EXCERPT TO READ START

The subject of this brief memoir was the eldest son of Thomas H. Colcock and Mary Eliza Hay of (old) Beaufort District, a granddaughter of Colonel A. Hawkes Hay, born in the island of Jamaica, commanding a New York regiment in the war of American Indpendence, and she was a great granddaughter of Judge William Smith, on the Supreme Bench of New York, in Colonial days.

He was the favorite grandson of Judge Colcock, for whom he was named, and with whom he lived from youth to manhood.

Colonel Colcock was a handsome man, of engaging manners, vivacious and charming in conversation, he made friends everywhere. His ruddy complection and hazel brown eyes were inherited from his mother, who was a beautiful woman.

He was born ten miles south of Barnwell Court House, at Bolling Springs, on April 30, 1820.

He first married Miss Caroline Heyward, granddaughter of Thomas Heyward, signer of the Declaration of Independence, and had two children, Caroline and John, both deceased, the latter having fought as a soldier through the late war.

EXCERPT TO READ END

> **PROBLEM SET**:
A: According to the Colcock memoir, where and on what date was Colonel Colcock born?
B: Retype the Colcock memoir word for word, starting with "The subject of" and going on through "a beautiful woman.".

DATA SECTION START

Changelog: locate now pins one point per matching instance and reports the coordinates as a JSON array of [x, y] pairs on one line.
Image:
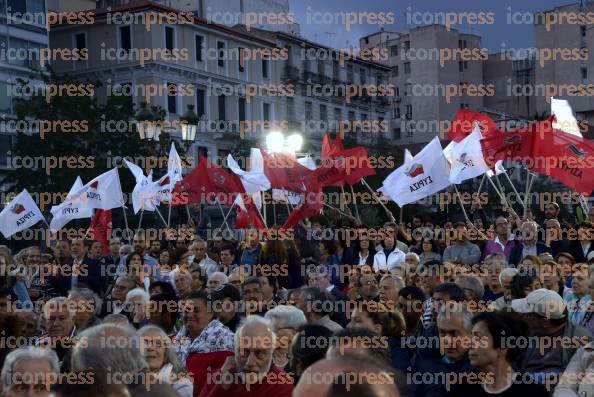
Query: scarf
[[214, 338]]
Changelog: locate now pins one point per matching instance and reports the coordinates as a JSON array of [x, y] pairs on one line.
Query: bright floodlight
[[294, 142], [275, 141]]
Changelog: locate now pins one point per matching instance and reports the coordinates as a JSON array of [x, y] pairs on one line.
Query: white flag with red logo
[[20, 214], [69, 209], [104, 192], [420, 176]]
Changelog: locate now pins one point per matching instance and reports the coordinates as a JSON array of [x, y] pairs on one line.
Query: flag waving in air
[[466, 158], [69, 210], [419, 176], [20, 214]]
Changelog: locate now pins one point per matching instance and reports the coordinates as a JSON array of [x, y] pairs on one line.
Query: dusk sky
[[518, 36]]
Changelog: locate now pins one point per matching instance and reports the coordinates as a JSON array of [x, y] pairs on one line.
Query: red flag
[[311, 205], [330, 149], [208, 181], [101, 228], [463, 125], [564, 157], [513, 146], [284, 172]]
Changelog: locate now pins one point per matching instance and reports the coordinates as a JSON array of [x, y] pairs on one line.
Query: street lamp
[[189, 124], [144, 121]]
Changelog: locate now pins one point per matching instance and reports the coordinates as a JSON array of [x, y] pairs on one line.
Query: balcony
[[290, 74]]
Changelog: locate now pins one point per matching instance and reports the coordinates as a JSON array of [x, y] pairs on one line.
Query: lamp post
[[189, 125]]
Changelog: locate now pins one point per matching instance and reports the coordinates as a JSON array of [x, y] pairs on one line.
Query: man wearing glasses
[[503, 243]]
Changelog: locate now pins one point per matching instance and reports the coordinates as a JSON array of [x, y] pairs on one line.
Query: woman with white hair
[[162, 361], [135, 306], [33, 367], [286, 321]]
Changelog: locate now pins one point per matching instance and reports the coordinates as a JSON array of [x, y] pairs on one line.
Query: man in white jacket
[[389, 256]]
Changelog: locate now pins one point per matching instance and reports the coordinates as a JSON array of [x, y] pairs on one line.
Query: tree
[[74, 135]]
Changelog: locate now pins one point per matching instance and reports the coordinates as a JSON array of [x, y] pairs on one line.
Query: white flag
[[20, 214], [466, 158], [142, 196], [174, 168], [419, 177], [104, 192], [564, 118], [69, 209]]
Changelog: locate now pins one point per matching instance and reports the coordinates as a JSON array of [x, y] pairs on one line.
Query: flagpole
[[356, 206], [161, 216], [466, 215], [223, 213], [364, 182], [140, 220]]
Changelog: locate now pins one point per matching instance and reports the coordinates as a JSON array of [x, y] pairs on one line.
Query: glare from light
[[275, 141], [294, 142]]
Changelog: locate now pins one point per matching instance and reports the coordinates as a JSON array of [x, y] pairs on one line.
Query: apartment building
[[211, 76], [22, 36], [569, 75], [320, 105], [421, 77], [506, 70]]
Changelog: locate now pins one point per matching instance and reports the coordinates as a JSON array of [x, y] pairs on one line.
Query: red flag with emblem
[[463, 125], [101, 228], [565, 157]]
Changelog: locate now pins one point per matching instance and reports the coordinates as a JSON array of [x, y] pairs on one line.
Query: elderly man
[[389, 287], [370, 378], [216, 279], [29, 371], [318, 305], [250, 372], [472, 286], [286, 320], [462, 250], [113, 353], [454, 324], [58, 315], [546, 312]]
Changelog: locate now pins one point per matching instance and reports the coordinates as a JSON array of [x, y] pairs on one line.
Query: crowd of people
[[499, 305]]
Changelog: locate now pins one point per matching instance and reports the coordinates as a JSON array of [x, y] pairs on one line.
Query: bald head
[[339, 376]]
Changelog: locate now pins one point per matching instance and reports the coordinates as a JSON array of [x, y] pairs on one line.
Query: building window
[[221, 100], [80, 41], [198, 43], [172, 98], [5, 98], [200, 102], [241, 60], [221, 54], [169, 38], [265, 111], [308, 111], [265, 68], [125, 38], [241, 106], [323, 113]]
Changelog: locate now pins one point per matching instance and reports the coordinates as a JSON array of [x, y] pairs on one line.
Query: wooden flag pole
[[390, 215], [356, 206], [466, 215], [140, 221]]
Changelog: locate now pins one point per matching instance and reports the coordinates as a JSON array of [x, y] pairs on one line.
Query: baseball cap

DATA SECTION END
DATA SECTION START

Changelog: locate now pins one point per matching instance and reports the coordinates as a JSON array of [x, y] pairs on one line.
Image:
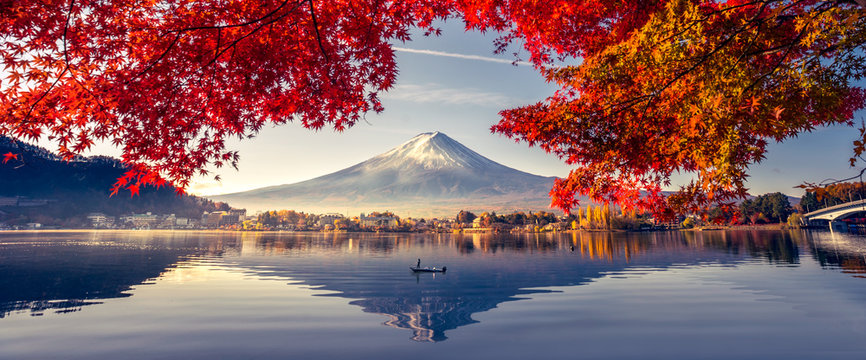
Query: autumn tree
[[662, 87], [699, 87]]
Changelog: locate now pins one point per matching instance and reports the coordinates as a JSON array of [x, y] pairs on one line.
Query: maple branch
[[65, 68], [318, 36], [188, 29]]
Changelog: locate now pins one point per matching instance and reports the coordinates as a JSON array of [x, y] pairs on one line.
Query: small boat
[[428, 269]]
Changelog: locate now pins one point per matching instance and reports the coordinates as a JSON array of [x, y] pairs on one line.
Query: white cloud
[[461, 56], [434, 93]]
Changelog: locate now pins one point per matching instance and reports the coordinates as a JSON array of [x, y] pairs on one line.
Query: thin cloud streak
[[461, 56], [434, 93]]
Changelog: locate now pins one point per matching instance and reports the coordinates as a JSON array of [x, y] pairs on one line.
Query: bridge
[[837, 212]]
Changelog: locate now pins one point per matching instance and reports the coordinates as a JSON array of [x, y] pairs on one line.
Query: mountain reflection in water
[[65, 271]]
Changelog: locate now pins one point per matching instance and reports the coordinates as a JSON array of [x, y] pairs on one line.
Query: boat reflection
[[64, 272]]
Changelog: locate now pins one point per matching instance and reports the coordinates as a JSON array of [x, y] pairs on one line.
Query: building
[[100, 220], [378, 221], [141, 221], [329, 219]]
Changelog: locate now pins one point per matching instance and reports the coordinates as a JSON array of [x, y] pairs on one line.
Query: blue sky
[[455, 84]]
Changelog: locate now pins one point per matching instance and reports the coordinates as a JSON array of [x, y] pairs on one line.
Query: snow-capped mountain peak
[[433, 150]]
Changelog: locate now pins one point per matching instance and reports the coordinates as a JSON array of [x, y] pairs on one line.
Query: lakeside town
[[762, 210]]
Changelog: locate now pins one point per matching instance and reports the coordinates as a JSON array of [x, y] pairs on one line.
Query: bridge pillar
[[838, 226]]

DATA SECTION END
DATA SECTION START

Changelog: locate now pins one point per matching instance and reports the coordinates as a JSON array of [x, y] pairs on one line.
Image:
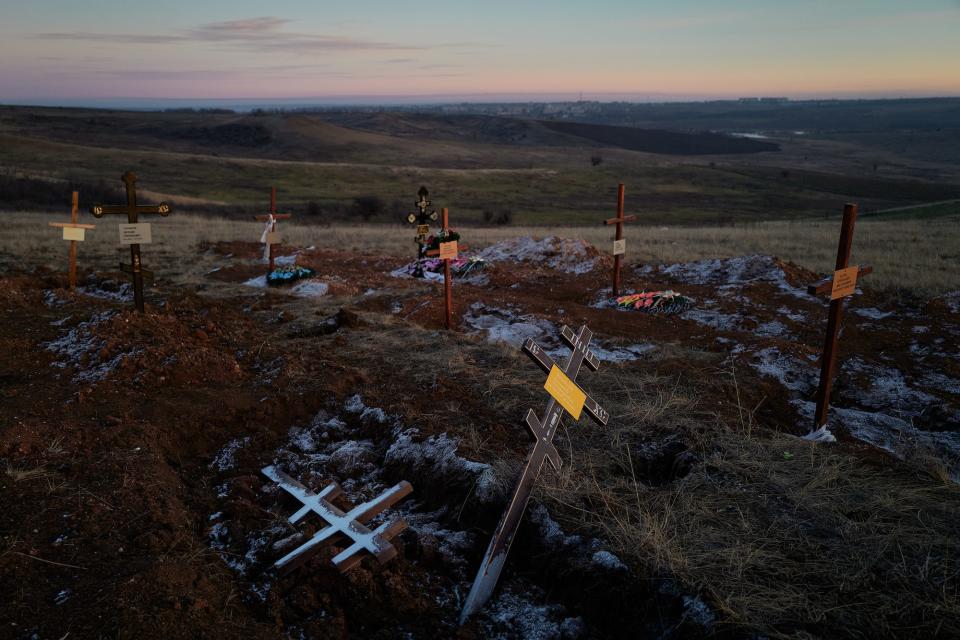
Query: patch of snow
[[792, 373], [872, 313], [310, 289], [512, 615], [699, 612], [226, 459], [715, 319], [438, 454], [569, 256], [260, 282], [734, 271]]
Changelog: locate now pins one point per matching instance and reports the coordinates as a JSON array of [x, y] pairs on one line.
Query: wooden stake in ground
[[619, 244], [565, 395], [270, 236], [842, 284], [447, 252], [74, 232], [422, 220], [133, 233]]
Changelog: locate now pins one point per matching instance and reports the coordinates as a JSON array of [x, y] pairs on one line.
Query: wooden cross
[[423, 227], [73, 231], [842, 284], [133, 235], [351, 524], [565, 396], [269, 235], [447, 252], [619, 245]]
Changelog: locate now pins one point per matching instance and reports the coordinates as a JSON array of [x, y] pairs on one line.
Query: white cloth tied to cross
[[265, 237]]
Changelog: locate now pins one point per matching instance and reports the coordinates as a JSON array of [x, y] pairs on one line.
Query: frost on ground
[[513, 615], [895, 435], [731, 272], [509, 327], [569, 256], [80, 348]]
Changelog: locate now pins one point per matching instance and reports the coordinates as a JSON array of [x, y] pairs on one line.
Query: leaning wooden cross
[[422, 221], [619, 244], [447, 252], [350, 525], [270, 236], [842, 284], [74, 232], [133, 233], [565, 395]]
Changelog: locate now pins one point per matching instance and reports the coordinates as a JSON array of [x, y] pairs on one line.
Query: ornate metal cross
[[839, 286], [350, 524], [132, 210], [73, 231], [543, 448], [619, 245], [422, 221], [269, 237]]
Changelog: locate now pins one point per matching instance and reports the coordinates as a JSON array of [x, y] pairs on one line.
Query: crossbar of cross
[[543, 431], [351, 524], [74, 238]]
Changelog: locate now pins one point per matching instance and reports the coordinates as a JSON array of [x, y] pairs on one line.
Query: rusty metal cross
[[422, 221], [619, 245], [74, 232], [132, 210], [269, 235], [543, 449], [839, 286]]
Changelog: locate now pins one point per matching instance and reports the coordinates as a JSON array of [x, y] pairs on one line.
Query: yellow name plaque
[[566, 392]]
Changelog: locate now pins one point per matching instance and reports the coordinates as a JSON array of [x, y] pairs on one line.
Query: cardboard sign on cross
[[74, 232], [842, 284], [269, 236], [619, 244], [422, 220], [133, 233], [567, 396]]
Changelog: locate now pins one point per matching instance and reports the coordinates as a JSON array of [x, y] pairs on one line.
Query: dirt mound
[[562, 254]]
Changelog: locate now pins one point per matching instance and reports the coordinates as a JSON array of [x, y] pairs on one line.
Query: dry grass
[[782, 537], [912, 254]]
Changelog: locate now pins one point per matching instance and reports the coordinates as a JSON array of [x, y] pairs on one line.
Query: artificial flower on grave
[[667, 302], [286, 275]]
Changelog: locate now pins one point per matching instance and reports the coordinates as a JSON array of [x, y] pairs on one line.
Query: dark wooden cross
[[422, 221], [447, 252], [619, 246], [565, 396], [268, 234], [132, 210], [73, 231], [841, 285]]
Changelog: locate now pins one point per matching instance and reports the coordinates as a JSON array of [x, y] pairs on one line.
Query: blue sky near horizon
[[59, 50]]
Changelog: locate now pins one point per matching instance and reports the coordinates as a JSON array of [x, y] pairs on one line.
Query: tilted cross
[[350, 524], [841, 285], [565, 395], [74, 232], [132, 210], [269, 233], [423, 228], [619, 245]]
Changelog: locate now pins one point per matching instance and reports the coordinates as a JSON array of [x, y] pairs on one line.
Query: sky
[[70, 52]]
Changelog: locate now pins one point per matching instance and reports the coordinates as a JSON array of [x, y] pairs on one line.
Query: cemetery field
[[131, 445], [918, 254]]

DATA SECTION END

> **RESPONSES IN ORDER**:
A: He was born at Bolling Springs, ten miles south of Barnwell Court House, on April 30, 1820.

B:
The subject of this brief memoir was the eldest son of Thomas H. Colcock and Mary Eliza Hay of (old) Beaufort District, a granddaughter of Colonel A. Hawkes Hay, born in the island of Jamaica, commanding a New York regiment in the war of American Indpendence, and she was a great granddaughter of Judge William Smith, on the Supreme Bench of New York, in Colonial days.

He was the favorite grandson of Judge Colcock, for whom he was named, and with whom he lived from youth to manhood.

Colonel Colcock was a handsome man, of engaging manners, vivacious and charming in conversation, he made friends everywhere. His ruddy complection and hazel brown eyes were inherited from his mother, who was a beautiful woman.